■ EXERCISE INSTRUCTIONS ■
Tally how many lines of the records below contain the word "warriors", and give only that number.

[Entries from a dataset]
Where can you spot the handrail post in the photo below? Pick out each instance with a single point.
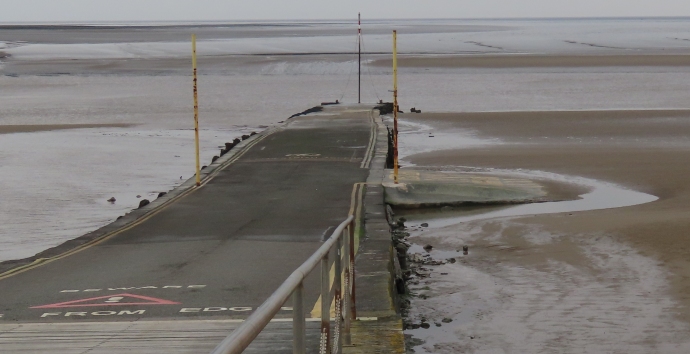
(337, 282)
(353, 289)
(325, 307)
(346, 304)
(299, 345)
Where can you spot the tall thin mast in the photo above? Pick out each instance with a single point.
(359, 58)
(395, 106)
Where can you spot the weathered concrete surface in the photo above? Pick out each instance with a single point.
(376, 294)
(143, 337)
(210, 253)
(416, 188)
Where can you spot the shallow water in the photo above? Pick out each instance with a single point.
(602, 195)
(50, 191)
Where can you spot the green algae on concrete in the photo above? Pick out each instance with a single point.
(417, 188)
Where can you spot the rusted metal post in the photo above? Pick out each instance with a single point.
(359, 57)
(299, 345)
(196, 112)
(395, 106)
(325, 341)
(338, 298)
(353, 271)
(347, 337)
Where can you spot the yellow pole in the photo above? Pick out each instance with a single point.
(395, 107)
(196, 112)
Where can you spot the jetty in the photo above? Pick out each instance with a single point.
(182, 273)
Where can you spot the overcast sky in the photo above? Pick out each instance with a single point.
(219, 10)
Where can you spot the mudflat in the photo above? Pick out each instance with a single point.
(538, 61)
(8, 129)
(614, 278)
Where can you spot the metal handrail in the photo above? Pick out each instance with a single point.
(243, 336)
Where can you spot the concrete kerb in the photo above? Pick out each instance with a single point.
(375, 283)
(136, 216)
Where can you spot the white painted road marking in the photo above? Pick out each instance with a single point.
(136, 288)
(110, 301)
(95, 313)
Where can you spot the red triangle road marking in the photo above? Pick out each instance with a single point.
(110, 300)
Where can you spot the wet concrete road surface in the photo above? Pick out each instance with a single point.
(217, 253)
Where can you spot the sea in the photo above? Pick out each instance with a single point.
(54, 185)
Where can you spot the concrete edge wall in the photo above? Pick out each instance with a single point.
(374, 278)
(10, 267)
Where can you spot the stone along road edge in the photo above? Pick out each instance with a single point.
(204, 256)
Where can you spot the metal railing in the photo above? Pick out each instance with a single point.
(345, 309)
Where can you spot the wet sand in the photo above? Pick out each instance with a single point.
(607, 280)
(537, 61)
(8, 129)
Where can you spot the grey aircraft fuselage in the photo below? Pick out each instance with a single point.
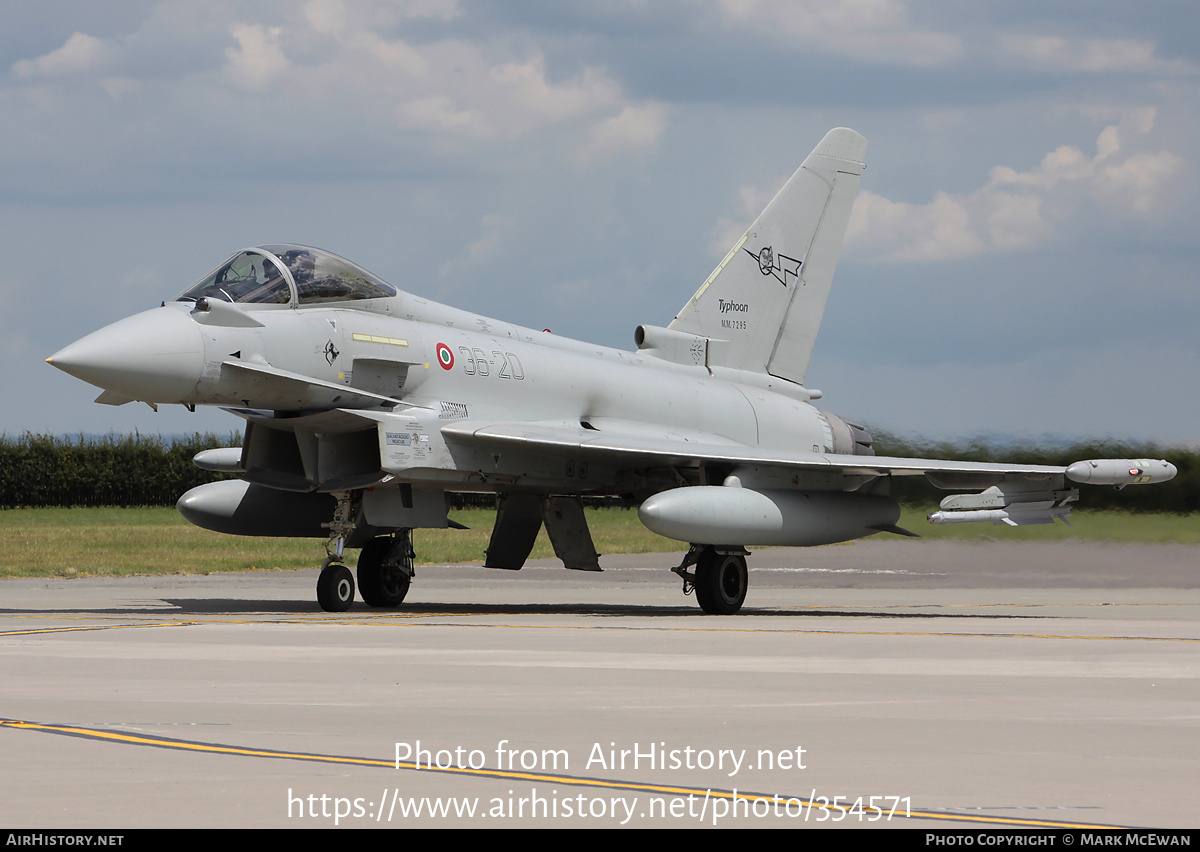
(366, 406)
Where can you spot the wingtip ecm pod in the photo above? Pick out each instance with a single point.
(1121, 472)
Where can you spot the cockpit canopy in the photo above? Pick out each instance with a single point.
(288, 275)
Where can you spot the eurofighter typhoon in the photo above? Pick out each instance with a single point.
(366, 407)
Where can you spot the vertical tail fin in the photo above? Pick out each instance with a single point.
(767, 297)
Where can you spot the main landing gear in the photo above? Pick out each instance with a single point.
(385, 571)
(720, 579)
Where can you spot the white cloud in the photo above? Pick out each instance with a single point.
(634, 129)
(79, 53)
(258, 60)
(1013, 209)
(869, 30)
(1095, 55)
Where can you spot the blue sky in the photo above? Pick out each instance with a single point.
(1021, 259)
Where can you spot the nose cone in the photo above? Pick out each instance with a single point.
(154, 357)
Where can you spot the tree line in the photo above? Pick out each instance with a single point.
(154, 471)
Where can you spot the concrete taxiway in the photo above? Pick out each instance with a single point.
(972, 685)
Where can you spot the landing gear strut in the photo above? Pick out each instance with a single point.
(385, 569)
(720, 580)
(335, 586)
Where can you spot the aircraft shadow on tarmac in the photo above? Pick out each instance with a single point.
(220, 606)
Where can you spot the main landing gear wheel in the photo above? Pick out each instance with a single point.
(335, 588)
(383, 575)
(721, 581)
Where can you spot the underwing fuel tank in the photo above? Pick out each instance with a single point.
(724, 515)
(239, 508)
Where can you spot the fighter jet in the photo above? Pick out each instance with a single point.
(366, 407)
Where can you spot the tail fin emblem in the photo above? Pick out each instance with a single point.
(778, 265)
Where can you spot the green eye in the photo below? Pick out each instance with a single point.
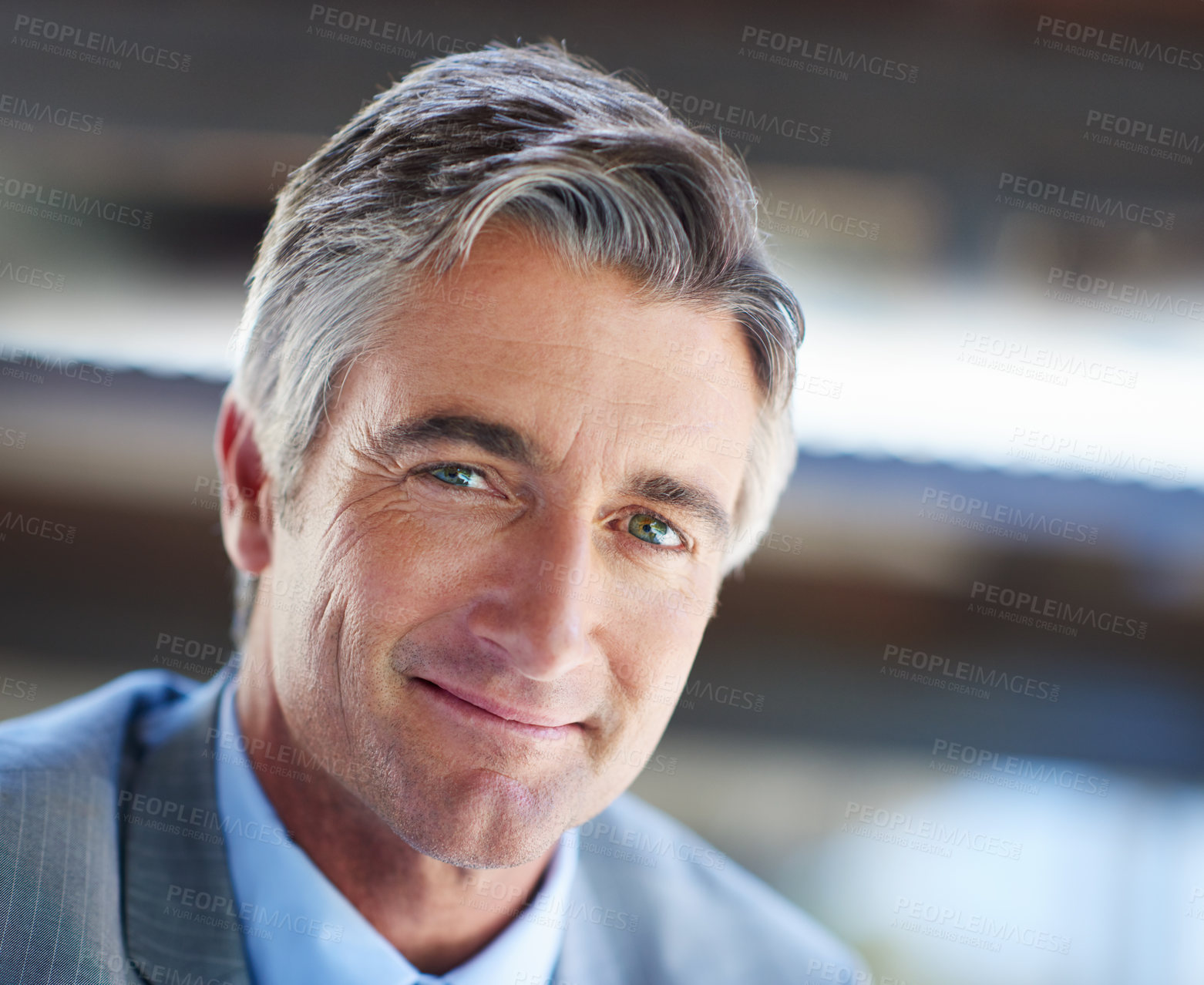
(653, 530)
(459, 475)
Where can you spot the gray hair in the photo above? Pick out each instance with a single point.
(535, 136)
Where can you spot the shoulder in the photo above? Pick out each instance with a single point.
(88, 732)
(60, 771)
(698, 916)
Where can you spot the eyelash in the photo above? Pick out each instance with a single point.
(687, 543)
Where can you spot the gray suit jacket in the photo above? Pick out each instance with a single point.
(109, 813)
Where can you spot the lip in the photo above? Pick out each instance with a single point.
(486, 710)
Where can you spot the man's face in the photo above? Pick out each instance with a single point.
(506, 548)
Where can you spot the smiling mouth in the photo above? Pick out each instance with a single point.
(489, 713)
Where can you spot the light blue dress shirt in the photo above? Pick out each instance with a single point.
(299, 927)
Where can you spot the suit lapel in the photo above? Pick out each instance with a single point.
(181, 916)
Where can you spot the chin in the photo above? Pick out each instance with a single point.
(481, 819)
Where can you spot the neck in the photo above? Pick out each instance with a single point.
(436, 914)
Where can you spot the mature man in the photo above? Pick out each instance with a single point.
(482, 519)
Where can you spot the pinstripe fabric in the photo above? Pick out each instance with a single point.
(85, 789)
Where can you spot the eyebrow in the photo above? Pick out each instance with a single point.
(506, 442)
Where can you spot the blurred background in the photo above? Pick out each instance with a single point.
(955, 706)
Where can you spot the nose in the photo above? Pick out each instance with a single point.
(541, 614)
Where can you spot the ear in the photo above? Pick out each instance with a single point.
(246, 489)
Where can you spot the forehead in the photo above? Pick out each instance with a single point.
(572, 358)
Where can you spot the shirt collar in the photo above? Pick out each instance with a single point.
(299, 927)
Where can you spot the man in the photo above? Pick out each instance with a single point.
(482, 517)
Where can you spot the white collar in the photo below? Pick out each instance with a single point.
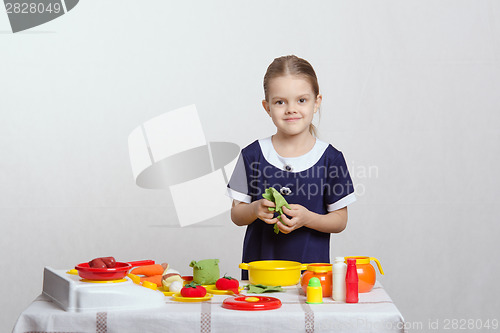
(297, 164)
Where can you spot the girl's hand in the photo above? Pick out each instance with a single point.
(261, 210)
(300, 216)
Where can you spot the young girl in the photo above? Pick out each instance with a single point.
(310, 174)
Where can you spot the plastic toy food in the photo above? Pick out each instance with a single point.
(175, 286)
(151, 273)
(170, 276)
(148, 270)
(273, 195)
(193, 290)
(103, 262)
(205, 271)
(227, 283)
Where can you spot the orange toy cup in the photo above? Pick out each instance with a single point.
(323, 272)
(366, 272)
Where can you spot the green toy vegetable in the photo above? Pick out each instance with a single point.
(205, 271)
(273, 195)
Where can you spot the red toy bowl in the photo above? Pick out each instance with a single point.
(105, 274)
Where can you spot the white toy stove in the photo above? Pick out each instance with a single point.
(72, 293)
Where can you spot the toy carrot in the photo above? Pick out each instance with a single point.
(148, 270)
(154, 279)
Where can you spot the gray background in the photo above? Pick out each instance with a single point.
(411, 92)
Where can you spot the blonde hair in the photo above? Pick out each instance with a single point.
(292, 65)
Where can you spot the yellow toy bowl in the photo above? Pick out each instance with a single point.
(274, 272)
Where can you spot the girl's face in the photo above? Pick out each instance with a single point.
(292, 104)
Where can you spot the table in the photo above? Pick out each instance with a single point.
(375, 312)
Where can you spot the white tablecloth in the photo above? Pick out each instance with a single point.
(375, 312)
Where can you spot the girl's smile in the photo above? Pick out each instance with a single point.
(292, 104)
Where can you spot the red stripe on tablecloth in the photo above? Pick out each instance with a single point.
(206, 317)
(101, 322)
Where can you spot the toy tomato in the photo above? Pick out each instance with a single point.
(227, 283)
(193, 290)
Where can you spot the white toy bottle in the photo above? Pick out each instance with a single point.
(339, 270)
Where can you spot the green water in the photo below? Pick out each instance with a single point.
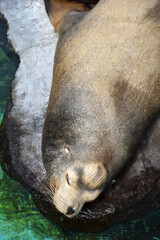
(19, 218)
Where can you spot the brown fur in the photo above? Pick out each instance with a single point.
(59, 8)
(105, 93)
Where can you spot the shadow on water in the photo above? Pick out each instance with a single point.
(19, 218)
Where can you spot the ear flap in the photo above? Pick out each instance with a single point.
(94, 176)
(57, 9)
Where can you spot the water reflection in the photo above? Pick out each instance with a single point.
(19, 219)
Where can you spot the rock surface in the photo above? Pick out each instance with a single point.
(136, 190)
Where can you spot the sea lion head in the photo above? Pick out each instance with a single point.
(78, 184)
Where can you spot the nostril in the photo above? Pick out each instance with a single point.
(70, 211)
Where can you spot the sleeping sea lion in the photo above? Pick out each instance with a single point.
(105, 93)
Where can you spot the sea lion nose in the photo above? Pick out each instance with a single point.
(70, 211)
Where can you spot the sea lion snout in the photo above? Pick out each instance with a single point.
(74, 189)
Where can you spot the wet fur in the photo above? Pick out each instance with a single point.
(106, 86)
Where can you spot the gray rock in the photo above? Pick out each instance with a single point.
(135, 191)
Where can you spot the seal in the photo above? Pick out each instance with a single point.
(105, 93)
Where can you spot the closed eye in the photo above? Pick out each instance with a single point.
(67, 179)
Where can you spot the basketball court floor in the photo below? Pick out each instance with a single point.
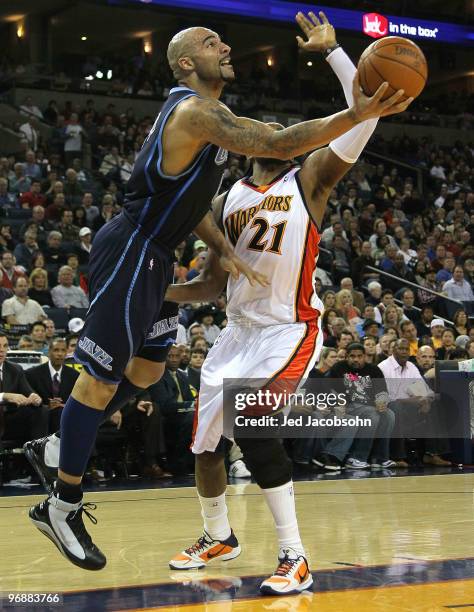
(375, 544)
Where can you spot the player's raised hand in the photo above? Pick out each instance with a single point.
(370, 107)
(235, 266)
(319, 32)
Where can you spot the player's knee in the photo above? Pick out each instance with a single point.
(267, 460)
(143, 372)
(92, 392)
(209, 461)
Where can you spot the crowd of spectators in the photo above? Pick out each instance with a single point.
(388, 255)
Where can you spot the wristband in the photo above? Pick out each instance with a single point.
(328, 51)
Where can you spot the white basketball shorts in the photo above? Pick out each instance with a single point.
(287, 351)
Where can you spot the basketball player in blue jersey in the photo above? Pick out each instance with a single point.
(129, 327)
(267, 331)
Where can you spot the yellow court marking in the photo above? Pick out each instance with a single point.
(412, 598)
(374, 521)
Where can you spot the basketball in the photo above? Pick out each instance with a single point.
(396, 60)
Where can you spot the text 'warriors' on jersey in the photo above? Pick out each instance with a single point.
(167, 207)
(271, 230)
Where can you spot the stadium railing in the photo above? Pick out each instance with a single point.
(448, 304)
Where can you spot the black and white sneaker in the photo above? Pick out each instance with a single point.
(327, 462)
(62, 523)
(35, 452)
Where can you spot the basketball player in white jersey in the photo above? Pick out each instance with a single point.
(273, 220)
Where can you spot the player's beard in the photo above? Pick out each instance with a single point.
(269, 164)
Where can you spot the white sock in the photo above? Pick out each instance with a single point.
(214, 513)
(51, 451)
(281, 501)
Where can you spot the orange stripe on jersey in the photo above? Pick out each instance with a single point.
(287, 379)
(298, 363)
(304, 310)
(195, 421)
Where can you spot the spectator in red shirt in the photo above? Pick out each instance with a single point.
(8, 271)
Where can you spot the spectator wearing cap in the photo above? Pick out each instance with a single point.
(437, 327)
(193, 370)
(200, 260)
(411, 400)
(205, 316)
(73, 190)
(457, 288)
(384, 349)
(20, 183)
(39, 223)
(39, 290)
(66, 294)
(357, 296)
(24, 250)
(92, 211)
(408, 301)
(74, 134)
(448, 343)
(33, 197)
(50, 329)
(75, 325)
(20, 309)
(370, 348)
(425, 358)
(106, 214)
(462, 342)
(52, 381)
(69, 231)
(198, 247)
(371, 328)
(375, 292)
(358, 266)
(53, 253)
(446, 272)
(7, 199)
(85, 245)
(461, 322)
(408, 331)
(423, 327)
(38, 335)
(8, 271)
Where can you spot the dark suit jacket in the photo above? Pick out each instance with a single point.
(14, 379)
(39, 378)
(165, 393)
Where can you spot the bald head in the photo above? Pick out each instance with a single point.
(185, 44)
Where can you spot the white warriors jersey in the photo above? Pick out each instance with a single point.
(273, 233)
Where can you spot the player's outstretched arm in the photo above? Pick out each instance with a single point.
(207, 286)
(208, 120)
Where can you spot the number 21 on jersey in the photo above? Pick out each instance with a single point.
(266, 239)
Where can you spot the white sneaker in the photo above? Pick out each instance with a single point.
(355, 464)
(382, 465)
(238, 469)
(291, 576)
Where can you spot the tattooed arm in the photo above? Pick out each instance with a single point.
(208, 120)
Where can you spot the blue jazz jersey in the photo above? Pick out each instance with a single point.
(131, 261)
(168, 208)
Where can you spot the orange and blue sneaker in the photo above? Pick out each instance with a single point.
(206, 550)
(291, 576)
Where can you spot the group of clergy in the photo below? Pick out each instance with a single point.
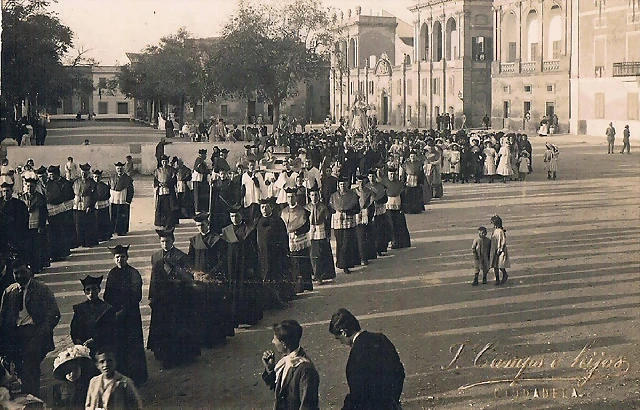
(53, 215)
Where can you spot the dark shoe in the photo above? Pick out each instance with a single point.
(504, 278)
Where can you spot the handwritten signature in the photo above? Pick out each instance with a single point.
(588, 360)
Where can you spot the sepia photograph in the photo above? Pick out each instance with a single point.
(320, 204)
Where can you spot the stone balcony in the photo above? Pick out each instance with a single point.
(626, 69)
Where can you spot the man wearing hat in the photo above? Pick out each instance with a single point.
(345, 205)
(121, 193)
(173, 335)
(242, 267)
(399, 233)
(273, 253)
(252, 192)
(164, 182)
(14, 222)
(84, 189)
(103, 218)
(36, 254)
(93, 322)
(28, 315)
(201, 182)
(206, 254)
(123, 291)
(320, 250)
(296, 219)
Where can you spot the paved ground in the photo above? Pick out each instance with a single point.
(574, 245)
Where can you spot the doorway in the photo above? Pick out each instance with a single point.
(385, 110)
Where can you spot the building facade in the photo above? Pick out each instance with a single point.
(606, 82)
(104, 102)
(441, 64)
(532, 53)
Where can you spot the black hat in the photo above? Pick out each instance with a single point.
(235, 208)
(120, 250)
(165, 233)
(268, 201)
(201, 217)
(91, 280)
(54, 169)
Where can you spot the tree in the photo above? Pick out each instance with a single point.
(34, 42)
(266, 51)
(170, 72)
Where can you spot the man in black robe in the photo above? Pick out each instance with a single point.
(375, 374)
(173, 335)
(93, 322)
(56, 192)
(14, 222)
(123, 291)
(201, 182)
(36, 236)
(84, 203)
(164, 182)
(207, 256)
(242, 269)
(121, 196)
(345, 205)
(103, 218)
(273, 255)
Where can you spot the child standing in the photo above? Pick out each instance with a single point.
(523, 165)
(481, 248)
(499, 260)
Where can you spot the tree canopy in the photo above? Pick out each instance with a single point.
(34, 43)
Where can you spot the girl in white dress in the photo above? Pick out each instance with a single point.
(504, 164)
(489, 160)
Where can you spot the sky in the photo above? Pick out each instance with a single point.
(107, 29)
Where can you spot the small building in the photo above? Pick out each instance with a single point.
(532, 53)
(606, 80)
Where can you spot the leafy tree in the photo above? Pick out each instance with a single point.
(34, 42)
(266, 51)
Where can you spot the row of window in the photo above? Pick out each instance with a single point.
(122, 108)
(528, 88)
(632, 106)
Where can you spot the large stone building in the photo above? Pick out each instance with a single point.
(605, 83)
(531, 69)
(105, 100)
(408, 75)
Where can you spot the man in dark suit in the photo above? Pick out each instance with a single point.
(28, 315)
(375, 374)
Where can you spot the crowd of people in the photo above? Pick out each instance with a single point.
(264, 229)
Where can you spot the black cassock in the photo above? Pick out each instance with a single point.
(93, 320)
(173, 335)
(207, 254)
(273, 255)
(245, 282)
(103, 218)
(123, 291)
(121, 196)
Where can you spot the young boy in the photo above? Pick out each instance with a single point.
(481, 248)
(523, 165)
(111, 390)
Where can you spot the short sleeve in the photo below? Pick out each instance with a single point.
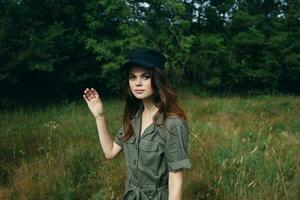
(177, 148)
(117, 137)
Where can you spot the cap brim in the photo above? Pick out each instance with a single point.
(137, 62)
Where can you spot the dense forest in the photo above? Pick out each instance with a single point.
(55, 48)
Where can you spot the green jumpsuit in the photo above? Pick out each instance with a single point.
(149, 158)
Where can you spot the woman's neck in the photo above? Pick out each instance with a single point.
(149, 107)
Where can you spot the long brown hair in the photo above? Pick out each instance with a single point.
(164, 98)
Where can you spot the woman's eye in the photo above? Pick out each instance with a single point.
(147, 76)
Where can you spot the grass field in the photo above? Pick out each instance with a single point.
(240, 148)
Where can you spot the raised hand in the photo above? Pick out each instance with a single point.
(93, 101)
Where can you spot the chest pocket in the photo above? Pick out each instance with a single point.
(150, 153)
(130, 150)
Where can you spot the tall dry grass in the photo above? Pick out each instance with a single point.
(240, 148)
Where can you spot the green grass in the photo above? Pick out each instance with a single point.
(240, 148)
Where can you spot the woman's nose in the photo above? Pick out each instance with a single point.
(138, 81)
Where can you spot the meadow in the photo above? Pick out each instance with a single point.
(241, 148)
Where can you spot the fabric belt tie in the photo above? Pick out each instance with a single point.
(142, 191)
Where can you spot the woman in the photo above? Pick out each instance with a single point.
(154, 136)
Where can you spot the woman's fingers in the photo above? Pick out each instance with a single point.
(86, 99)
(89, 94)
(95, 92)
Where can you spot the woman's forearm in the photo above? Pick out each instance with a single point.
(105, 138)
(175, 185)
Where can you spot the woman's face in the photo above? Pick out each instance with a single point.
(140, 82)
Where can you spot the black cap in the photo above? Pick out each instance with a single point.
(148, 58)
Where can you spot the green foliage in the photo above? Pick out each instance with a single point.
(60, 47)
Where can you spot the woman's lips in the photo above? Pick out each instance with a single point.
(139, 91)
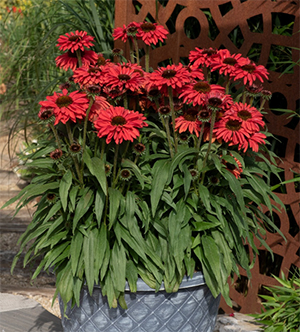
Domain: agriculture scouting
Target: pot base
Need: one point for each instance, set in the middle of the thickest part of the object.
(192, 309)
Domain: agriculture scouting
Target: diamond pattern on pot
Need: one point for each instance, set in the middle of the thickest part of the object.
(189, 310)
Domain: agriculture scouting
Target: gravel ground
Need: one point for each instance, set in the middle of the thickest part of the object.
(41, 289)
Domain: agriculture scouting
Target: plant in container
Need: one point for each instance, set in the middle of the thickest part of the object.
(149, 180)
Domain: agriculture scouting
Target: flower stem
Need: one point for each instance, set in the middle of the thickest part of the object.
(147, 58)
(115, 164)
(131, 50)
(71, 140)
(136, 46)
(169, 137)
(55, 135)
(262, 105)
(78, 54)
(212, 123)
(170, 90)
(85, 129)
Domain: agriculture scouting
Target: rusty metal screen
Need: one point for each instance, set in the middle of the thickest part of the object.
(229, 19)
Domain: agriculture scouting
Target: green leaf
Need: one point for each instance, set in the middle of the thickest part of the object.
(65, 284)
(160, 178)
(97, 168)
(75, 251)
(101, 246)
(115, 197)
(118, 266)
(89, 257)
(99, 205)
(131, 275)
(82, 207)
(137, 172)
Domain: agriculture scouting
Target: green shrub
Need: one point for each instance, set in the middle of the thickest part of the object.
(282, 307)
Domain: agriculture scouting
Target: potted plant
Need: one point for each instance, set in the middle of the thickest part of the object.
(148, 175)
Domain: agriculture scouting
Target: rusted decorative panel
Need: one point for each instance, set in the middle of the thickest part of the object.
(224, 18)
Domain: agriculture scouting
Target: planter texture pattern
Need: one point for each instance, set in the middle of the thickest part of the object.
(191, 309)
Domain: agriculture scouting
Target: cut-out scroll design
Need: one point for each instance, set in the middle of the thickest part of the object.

■ OUTPUT BELOW ■
2